**Task details**.
Output the records starting at the line containing "Can you find the woman" and ending at the last record as a two-column CSV with the columns record_text and answer, one row per record. Put each value in a single quoted field and replace line breaks with spaces.

Dataset records about object locations:
* * *
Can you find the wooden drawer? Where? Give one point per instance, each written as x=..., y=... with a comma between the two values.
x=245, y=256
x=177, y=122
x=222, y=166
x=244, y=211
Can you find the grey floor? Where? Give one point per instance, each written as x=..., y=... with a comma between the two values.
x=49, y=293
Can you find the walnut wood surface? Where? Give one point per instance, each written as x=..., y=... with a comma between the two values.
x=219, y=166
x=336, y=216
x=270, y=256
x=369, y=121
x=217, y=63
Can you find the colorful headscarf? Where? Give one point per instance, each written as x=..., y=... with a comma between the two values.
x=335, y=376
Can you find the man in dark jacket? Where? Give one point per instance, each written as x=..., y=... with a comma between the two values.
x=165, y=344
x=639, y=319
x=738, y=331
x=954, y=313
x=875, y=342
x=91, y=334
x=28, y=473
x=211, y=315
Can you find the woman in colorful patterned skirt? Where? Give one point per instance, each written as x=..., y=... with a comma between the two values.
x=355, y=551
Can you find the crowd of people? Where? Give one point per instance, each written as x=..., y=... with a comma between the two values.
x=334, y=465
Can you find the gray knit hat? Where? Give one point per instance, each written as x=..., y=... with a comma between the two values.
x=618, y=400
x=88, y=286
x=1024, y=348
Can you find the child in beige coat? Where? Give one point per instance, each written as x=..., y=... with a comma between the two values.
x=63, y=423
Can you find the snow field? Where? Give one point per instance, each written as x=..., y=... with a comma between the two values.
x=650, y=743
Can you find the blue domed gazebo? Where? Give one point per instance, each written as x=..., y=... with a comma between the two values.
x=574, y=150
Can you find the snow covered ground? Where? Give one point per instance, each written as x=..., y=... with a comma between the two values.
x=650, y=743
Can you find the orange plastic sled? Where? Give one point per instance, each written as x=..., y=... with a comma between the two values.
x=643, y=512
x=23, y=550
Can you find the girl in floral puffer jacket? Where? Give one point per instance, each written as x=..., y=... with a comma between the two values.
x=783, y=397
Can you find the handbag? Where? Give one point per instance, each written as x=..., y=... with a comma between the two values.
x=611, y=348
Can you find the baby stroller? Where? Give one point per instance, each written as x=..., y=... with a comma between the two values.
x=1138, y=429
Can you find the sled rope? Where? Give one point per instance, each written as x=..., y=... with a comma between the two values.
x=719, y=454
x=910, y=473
* * *
**Exercise output**.
record_text,answer
"Can you find the woman in colorful patterned skirt? Where? Give one point per instance, each written as x=..., y=... with a comma between the two values.","x=355, y=551"
"Can you find the crowd of people? Where? Give one point per instance, each written as x=..., y=... with a comma between the two values.","x=334, y=465"
"Can you find the gray knit hat? Where? Give one point per instance, each written as x=..., y=... with a comma between the two values.","x=618, y=400 x=88, y=286 x=1024, y=348"
"Can you find the child in beige coat? Where? Give one point per instance, each written as x=..., y=... with a comma between the two values.","x=63, y=423"
"Can you find the snow field? Where? Give one point per instance, each written as x=..., y=... with a comma between the two values.","x=650, y=743"
"Can you find the blue domed gazebo? Where? Give one point per instance, each written as x=..., y=... with a comma between the two values.","x=574, y=150"
"Can you find the snow covered ground? Where? Give one point per instance, each written as x=..., y=... with a comma between the two values.","x=650, y=743"
"Can you find the orange plastic sled? Where? Give one point per instance, each written as x=..., y=... with a comma between the two values.","x=643, y=512 x=23, y=550"
"Can you find the girl in floral puffer jacket? Where? Give one point per instance, each written as x=..., y=... with a comma between the two values.","x=783, y=397"
"Can you find the handbag? Where? Give one point per instance, each written as x=..., y=... with a comma between the two values.","x=611, y=348"
"Can you find the baby stroller? Where? Give one point per instance, each written as x=..., y=... with a comma between the two values.","x=1138, y=429"
"Can you find the sled rope? Where? Give one point per instance, each written as x=..., y=... with a comma between the two values.","x=719, y=454 x=910, y=473"